Create this ontology as an RDF ontology in a .ttl format.

Prompt 1b (Refinement Step, Same Model)

To the following RDF ontology, add more types of entities that could be meaningful when extracting entities from a transcript of an interview with a participant of the Warsaw Uprising, recalling their participation in the event and any memories before or after the event.

Only output new things to the currently existing ontology.

{.ttl ontology from prompt 1a}

Prompt 2 (Syntax Validation) – Claude Sonnet 3.7 via Claude.ai Chat

Correct any syntax issues in the following RDF `.ttl` ontology: 

{your current RDF ontology}

Result Output RDF Ontology

NOTE: The full generated RDF is available at this Google Drive link. To follow along with the code, save this RDF ontology into a .ttl file at: ./assets/interviews_ontology.ttl (or another preferred path/filename location).

Below is a fragment of the RDF ontology generated through previous steps:

@prefix rdf:  <http://www.w3.org/1999/02/22-rdf-syntax-ns#> .
@prefix rdfs: <http://www.w3.org/2000/01/rdf-schema#> .
@prefix xsd:  <http://www.w3.org/2001/XMLSchema#> .

- _Assignment_
Please resume the write-up on building an RDF ontology for Warsaw Uprising interviews, picking up right after its last line.

- _Information given_
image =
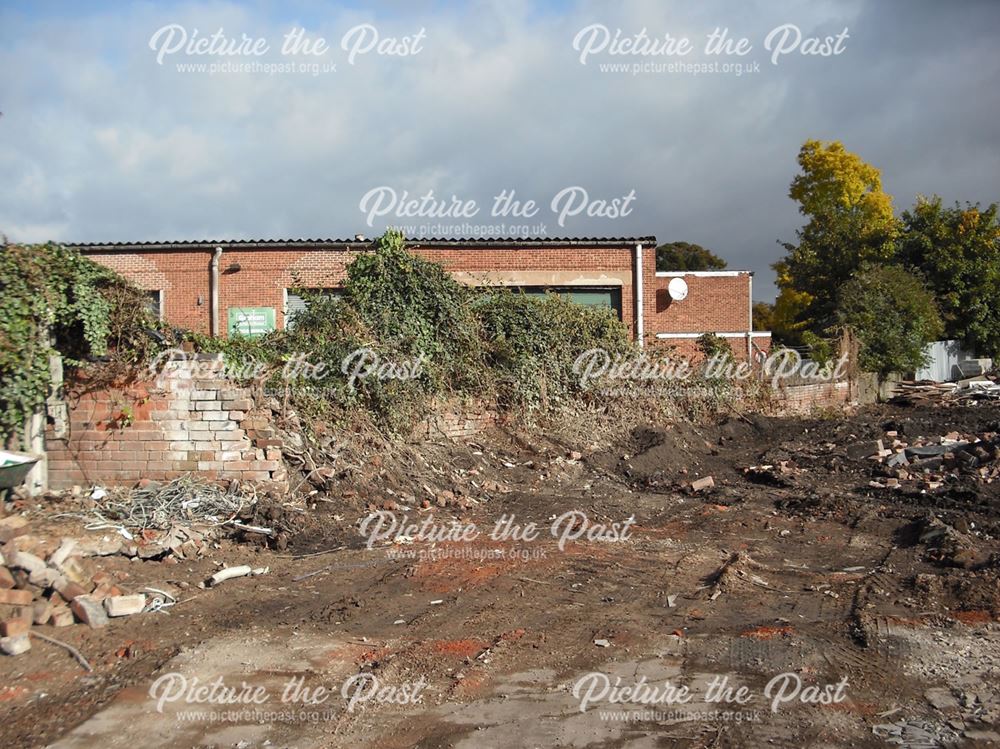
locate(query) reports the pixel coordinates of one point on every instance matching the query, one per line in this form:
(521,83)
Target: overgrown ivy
(500,344)
(54,300)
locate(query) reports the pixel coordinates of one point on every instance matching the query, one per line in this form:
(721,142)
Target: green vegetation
(516,349)
(893,315)
(53,300)
(687,256)
(850,232)
(958,251)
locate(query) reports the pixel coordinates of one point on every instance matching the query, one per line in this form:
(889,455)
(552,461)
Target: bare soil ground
(802,568)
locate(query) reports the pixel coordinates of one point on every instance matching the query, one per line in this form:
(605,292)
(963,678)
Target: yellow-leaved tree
(850,223)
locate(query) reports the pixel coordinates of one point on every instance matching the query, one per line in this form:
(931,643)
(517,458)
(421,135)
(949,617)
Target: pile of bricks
(52,590)
(163,429)
(930,462)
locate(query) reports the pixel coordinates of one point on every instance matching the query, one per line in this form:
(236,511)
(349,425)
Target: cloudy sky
(111,132)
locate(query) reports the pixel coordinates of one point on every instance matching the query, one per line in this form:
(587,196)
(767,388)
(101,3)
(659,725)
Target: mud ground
(807,570)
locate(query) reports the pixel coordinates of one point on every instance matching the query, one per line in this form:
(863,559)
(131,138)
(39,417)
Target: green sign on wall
(250,321)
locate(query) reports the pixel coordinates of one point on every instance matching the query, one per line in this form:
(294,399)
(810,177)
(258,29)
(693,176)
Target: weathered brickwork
(258,277)
(164,429)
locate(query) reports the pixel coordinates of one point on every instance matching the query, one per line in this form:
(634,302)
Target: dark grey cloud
(98,142)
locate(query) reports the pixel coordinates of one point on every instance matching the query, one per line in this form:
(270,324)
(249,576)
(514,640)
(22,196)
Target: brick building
(249,286)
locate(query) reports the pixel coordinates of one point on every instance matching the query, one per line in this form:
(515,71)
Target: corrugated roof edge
(357,244)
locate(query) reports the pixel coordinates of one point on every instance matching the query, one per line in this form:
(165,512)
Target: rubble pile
(929,462)
(929,392)
(56,589)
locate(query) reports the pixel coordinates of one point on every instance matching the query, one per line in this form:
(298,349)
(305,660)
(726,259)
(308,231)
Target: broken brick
(69,589)
(15,645)
(12,527)
(16,597)
(41,611)
(702,484)
(125,605)
(14,627)
(864,449)
(89,611)
(61,617)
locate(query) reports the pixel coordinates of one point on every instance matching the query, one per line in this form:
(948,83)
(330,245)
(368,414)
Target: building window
(296,301)
(593,296)
(154,302)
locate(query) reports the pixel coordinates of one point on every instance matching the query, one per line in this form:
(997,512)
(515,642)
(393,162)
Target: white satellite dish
(677,288)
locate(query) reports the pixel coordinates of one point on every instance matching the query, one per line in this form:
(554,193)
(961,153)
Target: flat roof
(358,244)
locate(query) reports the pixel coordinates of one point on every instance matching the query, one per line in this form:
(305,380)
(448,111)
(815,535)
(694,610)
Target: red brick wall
(265,273)
(803,399)
(198,426)
(714,303)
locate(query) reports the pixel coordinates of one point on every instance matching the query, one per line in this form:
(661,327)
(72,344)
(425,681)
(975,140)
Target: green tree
(763,316)
(893,316)
(850,223)
(958,251)
(687,256)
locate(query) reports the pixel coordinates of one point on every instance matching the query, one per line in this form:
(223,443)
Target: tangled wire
(182,500)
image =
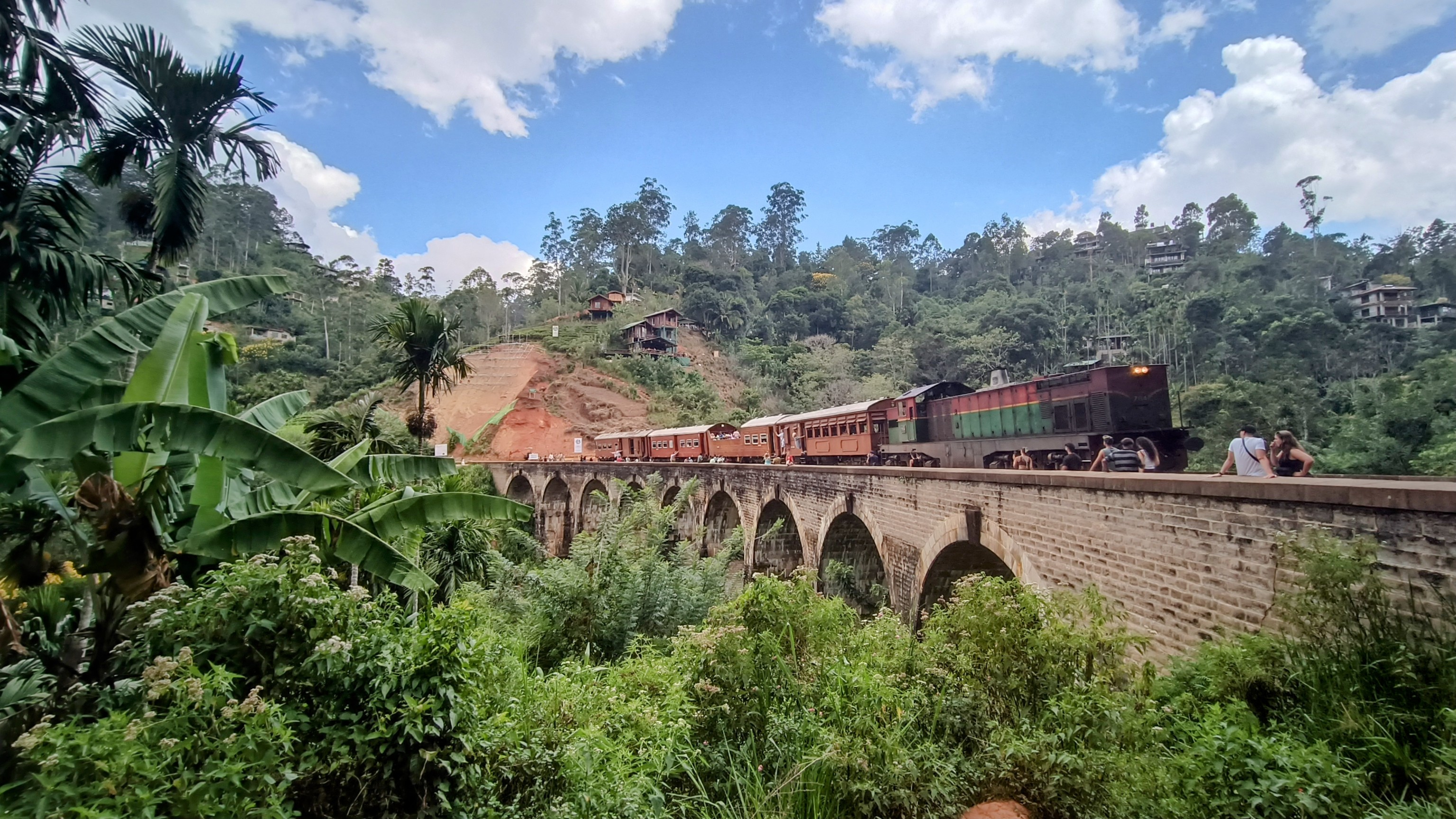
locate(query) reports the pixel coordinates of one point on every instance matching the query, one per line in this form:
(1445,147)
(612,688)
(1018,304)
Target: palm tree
(47,109)
(174,132)
(338,429)
(428,349)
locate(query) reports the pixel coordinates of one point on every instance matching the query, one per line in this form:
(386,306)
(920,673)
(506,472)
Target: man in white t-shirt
(1250,454)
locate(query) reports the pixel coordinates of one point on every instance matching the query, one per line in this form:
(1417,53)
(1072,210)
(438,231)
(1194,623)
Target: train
(943,425)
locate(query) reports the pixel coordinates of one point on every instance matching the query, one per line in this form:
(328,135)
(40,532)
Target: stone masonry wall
(1186,556)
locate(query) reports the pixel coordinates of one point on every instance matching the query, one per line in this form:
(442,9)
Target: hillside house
(654,336)
(1387,304)
(601,308)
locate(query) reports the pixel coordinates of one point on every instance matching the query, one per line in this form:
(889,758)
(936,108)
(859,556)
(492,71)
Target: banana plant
(166,433)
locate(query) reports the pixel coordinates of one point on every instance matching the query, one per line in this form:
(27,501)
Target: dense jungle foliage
(622,682)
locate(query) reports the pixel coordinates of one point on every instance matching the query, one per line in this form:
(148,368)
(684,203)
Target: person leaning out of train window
(1148,454)
(1125,458)
(1291,460)
(1248,455)
(1069,461)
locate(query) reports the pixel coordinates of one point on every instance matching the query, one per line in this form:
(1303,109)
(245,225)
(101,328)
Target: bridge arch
(783,551)
(953,551)
(594,503)
(520,490)
(554,518)
(851,559)
(688,518)
(632,489)
(720,519)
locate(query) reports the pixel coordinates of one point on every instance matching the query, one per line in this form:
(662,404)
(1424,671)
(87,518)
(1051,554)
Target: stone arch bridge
(1186,556)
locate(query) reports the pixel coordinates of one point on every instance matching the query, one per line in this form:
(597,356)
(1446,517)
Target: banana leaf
(162,375)
(400,468)
(274,413)
(393,519)
(9,350)
(173,428)
(267,498)
(350,543)
(59,384)
(165,375)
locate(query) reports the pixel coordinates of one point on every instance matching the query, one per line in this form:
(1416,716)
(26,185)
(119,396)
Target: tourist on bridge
(1291,461)
(1125,458)
(1069,461)
(1148,452)
(1250,455)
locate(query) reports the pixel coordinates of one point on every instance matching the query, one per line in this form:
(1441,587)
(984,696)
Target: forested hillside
(1248,328)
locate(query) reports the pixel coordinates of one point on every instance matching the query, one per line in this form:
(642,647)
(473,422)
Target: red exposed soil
(555,403)
(998,811)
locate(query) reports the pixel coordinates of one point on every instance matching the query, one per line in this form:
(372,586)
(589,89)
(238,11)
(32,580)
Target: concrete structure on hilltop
(654,336)
(1165,255)
(601,308)
(1436,314)
(1387,304)
(1186,556)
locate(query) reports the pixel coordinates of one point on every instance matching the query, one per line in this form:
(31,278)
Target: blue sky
(404,123)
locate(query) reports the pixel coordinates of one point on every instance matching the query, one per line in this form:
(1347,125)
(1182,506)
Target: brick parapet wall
(1186,556)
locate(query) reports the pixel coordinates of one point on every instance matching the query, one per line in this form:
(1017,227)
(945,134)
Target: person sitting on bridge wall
(1250,455)
(1125,458)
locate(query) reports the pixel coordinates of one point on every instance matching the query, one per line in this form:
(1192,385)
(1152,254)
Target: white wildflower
(334,646)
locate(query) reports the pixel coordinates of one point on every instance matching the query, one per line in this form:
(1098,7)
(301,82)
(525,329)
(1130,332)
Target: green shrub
(175,742)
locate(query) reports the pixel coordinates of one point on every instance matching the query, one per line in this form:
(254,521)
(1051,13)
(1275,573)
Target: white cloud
(1075,218)
(1383,154)
(456,257)
(947,49)
(310,191)
(1178,24)
(1368,27)
(484,56)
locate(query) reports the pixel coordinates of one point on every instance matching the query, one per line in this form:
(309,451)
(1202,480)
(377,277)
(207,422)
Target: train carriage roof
(627,435)
(764,422)
(689,430)
(833,411)
(938,390)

- _Answer area_
@prefix owl:  <http://www.w3.org/2002/07/owl#> .
@prefix warsaw_uprising_transcripts: <http://example.org/warsawuprising#> .

# ---------------------------------------------------------------------------
# Ontology Header
# ---------------------------------------------------------------------------

warsaw_uprising_transcripts: a owl:Ontology ;
    rdfs:label "Warsaw Uprising Ontology"@en ;
    rdfs:comment "An ontology for representing information about the Warsaw Uprising, extracted from interview transcripts. This ontology aims to capture key entities, relationships, and attributes related to people, locations, events, and concepts discussed in the interviews."@en ;
    owl:versionInfo "1.0" .

# ---------------------------------------------------------------------------
# Class Definitions (Entities)
# ---------------------------------------------------------------------------

warsaw_uprising_transcripts:Person a owl:Class ;
    rdfs:label "Person"@en ;
    rdfs:comment "An individual who participated in or was affected by the Warsaw Uprising."@en .

warsaw_uprising_transcripts:Location a owl:Class ;
    rdfs:label "Location"@en ;
    rdfs:comment "A geographical or structural place relevant to the Warsaw Uprising."@en .

warsaw_uprising_transcripts:DateTime a owl:Class ;
    rdfs:label "DateTime"@en ;
    rdfs:comment "A specific date or time period relevant to the Warsaw Uprising."@en .

... (more) ...

# ---------------------------------------------------------------------------
# Class Subtypes (for improved categorization)
# ---------------------------------------------------------------------------

warsaw_uprising_transcripts:District a owl:Class ;
    rdfs:subClassOf warsaw_uprising_transcripts:Location ;
    rdfs:label "District"@en .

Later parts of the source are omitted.